>> BEGIN Input
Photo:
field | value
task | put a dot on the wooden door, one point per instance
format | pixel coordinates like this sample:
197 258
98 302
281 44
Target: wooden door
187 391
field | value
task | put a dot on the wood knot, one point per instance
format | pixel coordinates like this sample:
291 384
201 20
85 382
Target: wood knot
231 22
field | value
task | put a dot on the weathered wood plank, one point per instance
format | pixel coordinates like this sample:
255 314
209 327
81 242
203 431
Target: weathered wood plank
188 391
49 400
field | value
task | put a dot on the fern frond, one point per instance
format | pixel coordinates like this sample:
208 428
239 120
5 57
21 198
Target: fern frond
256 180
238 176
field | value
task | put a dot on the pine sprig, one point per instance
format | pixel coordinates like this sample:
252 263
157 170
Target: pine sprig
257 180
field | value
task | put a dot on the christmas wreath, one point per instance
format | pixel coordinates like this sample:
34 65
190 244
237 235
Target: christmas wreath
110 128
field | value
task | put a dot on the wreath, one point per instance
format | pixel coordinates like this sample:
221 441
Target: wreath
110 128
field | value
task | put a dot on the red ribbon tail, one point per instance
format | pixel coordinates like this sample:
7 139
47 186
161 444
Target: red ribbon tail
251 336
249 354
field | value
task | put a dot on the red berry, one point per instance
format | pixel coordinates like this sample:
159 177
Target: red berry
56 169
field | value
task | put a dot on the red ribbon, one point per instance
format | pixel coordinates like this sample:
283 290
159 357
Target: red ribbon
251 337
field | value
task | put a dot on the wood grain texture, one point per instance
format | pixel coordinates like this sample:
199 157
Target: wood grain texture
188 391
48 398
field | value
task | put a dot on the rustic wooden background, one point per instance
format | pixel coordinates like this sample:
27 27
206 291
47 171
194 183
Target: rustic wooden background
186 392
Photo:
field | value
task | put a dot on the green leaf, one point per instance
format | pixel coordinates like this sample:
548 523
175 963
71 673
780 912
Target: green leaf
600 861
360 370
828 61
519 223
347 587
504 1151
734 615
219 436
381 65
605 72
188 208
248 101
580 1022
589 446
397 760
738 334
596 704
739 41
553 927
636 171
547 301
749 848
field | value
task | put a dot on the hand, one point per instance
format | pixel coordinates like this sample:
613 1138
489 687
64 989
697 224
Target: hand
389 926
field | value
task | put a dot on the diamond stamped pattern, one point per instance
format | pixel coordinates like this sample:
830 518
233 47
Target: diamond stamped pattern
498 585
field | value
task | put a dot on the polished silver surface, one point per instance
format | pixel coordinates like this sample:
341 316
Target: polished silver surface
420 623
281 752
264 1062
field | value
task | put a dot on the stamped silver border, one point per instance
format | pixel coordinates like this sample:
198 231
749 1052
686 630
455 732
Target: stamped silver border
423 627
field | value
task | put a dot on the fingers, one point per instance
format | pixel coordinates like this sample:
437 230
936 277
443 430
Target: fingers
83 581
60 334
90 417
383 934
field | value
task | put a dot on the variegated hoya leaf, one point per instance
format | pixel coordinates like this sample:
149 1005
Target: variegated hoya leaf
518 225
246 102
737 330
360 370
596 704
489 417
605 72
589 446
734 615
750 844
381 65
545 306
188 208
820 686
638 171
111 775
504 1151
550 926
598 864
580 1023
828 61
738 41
>> END Input
» **Job**
Go through the records and print each one exactly.

» **Solution to the exercise**
Photo:
field | value
task | put a dot on the wooden door, one point per instance
format | pixel coordinates like this sample:
197 258
98 302
281 44
Target: wooden door
187 391
field | value
task | put a dot on the wood knot, one point per instance
format | pixel coordinates like this sample:
291 384
201 20
85 382
Target: wood knot
231 22
field | value
task | put a dot on the weathered wood plank, one point per instance
format | pixel coordinates like this sample:
255 314
209 327
81 242
203 431
Target: weathered wood plank
188 391
49 400
field | value
task | put a dot on the fern frond, one point per instance
format | pixel coordinates like this sample:
208 428
239 120
5 57
21 198
Target: fern frond
256 180
238 176
field | value
task | put a dot on the pine sprig, one point per instance
format | pixel coordinates like this sample:
252 263
157 170
Target: pine sprig
257 180
field | value
task | put a dot on the christmas wreath, one point per instance
format | pixel coordinates like this sample:
34 65
190 244
237 235
Target: christmas wreath
110 128
field | value
task | put a dot on the wreath, one point per instance
format | pixel coordinates like this sample:
221 441
Target: wreath
110 128
field | value
task | put a dot on the red ribbon tail, one point per instance
format | pixel coordinates like this sample:
7 139
47 186
161 444
Target: red ribbon tail
251 336
249 354
field | value
task | put a dot on the red berry, one point per instance
format | pixel coordinates like this sample:
159 177
Target: red berry
56 169
field | value
task | put a dot on the red ribbon, one point per instance
format | pixel coordinates like this sample:
283 290
159 357
Target: red ribbon
251 337
field | value
task | put a dot on the wood grain texture, one point per instance
format | pixel coordinates like this sample:
199 157
Target: wood grain texture
188 391
48 398
field | value
task | put a dot on the rustic wooden background, one point per instance
format | pixel coordinates like this sample:
27 27
206 291
47 171
194 183
Target: rustic wooden background
186 392
Photo:
field | value
task | put a dot on the green leaf, one point per instance
format | pixel coordinates like this sample:
548 523
175 963
71 673
780 912
Target: green leaf
600 861
360 370
828 61
519 223
347 587
504 1151
734 615
219 436
381 65
605 72
188 208
248 101
580 1022
589 446
397 760
738 334
596 704
739 41
553 927
636 171
547 301
749 848
field | value
task | put a dot on the hand, one point per instance
format | pixel coordinates like this sample:
613 1138
489 687
64 989
697 224
Target: hand
389 926
field | value
task | put a dot on the diamond stamped pattern, one point per instance
format | pixel coordinates like this sample:
830 518
233 47
Target: diamond stamped pattern
498 585
field | value
task | put a dot on the polished silver surface, one point per instance
format | pixel coordinates like this sample:
341 316
Target: polished silver surface
420 623
281 752
264 1062
field | value
task | put a dot on the stamped silver border, one point per instance
format | pixel coordinates like this sample:
198 231
749 1052
686 630
455 732
Target: stamped silver border
423 627
field | value
task | put a dot on the fingers, one point per instance
format | pixel coordinates like this sample:
437 230
936 277
443 430
Target: fingers
83 581
60 334
90 417
383 934
field | value
task | put a dot on the variegated hoya leaf, one point per instance
format | pixel coordinates like this sample:
149 1005
Target: variegated hoya leaf
518 225
246 102
737 330
360 370
596 704
489 417
605 72
589 446
734 615
750 844
381 65
545 306
188 208
820 686
638 171
111 775
504 1151
550 926
598 864
580 1023
828 61
738 41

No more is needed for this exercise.